In the discussion thread: Cities grow more than suburbs, first time in 100 years [View all]
Response to phantom power (Original post)
Fri Jun 29, 2012, 04:57 PM
happyslug (11,533 posts)
1. Reminds me of the 1970s, the only decade where rural America Population expanded
Do to the high price of food and high price of Gasoline, Suburbia stopped expanding in the 1970s. Suburbia resumed in the 1980s. Rural population decline resumed as did urban population decline.
The real question in the 1970s and today was why the change? One aspect was the completion of the Interstate System, thus permitting people to live in rural areas and drive to the suburbs to work (this lead to a further expansion of suburbia in the 1980s into sections that had been called "Rural" in the 1970s).
Another aspect was much of Rural America had empty out by the 1970s, thus population had "bottomed out". i.e. further population drop required abandonment of rural towns, which require abandonment of government in those places (i.e. close court houses, Sheriff's offices, post offices etc) and no one on the State level wanted that, thus rural population bottomed out.
Starting in the 1980s most suburban growth was via the City, not the inner city and rural areas (More actually, most former rural dwellers moved to the inner cities, then 10-20 years later moved to suburbia but some former rural dwellers moved directly to Suburbia till the 1970s).
Thus it seems that by the 1970s rural America had bottomed out in population (Some areas would see further population declines, but no where near the level of decline of the 1930s-1960s). In the 1970s you thus saw people seeing opportunity in rural areas and taking it up. That has continued since the 1970s but since the 1980s rural areas have seen a slight decline in population (Mostly in the grain producing areas of Rural America, as farmers became more and more corporate and mechanized, thus leading to drop in populations in those areas) .
I bring up the 1970s and rural America for it was more a product of Rural American's population bottoming out and people seeing rural america as a place to live well. As I pointed out this reversed in the 1980s, but if we exclude the grain producing areas, it has not. I suspect the same for Urban America, the advantages of living in Urban America are large, most things are within walking or biking distance and during a period of high fuel prices a big factor. Furthermore, a lot of marginal homes of the 1960s, 1970s and 1980s are now finally so worthless as housing, it is worth tearing them down and building new. Prior to about 2000, a lot of housing, near the urban core, had values that exceeded tearing them down. On the down side these same homes were build late 1800s, with plumbing a retrofit (i.e. added LONG after the house was built, as was the electrical system).
Now do to Mills expansion and expansion of most "Down-towns" in the 1920s to the 1960s, most homes build 100-150 years before was torn down for Factories expansion (Common in Areas like my old hometown of Pittsburgh, massive expansion of Steel Mills during WWII, at the expense of homes built around the mill) or down town expansion (Business offices and shopping catering to the business community). Thus come the 1940s-1980s the homes that would have finally drop in price that it would be cheaper to tear down and build new did NOT exist for homes (businesses took over the property for their own use).

◆ **PROBLEM SET**
1. According to the forum post, what caused suburbia to stop expanding in the 1970s?
2. Summarize the forum post in two sentences.
3. Reproduce the passage of the forum post running from "Starting in the" to "those areas) .".
The rows come from a separate source, unrelated to the forum post.

◆ **STORED ROWS**
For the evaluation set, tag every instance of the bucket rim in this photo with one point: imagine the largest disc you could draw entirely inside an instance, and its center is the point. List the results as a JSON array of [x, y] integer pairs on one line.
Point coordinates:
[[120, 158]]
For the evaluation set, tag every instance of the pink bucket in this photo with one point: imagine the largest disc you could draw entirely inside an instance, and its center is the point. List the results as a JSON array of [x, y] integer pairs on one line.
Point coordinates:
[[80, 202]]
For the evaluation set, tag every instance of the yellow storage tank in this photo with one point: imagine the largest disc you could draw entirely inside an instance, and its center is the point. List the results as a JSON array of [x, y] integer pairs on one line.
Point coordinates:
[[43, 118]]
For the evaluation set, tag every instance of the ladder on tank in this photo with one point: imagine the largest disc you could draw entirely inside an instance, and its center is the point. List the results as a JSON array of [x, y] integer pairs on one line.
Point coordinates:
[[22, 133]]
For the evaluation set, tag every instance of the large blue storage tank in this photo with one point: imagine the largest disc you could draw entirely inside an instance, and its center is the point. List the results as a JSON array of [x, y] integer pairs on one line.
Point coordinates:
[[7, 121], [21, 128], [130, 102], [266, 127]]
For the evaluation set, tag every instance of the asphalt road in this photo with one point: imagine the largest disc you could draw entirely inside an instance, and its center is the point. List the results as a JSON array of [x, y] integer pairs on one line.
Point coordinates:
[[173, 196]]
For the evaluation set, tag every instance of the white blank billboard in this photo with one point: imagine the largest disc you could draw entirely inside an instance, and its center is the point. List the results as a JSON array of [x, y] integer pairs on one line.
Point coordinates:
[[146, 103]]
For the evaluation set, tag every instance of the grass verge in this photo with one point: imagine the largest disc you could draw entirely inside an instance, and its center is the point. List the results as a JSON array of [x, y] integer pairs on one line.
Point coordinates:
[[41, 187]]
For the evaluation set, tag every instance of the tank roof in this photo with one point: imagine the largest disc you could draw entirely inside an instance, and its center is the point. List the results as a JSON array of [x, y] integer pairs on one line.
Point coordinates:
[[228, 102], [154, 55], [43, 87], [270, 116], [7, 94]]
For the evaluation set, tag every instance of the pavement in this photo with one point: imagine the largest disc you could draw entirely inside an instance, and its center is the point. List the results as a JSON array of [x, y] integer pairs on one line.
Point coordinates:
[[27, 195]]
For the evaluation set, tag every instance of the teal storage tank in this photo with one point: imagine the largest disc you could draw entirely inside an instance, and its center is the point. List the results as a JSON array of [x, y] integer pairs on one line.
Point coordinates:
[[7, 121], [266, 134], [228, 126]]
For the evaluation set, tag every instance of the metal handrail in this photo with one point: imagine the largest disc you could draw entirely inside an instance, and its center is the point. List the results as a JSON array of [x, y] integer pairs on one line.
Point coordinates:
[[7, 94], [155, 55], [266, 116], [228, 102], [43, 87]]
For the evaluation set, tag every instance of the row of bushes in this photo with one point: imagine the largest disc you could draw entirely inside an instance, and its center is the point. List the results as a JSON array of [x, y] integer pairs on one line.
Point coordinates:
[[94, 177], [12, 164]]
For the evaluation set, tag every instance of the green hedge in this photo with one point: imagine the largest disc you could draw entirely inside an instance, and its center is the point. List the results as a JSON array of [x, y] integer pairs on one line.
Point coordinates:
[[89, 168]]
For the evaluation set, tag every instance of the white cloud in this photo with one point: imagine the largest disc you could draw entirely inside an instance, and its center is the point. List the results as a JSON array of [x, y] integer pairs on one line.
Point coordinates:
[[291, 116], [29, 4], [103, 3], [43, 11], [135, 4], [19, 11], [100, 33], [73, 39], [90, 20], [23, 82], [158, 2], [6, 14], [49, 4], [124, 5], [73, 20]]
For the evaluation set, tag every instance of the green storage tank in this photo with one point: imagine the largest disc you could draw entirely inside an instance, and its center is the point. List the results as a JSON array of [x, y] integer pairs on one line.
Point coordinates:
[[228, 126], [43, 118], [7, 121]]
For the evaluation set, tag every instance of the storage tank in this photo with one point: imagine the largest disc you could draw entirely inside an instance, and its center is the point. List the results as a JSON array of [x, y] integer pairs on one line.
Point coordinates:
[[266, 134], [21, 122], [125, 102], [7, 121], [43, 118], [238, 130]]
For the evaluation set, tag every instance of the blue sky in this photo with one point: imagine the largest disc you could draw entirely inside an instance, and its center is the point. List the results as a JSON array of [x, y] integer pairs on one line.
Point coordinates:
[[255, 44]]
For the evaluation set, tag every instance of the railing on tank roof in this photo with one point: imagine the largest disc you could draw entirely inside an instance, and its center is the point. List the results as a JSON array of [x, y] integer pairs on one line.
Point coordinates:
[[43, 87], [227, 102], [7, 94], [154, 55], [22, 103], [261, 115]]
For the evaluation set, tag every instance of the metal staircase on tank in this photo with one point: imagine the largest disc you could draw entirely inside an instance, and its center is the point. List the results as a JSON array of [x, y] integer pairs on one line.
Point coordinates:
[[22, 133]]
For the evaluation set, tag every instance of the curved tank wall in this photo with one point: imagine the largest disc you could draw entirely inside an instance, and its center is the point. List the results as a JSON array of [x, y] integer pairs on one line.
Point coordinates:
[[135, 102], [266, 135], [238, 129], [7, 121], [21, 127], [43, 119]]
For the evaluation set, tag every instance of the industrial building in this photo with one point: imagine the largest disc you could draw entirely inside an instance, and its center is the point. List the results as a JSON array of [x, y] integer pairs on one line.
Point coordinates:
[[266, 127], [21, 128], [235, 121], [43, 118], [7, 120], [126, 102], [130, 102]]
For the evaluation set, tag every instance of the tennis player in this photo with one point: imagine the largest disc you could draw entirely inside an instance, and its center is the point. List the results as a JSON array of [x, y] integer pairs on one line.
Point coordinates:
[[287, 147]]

◆ **SOLUTIONS TO THE EXERCISE**
1. The high price of food and the high price of gasoline.

2. The forum post calls the 1970s the only decade in which rural America's population grew, partly because rural population had bottomed out and the Interstate System let people live in rural areas and drive to work in the suburbs. It suspects cities are gaining for similar reasons: urban living puts most things within walking or biking distance during high fuel prices, and many marginal older homes are now worth tearing down and rebuilding.

3.
Starting in the 1980s most suburban growth was via the City, not the inner city and rural areas (More actually, most former rural dwellers moved to the inner cities, then 10-20 years later moved to suburbia but some former rural dwellers moved directly to Suburbia till the 1970s).
Thus it seems that by the 1970s rural America had bottomed out in population (Some areas would see further population declines, but no where near the level of decline of the 1930s-1960s). In the 1970s you thus saw people seeing opportunity in rural areas and taking it up. That has continued since the 1970s but since the 1980s rural areas have seen a slight decline in population (Mostly in the grain producing areas of Rural America, as farmers became more and more corporate and mechanized, thus leading to drop in populations in those areas) .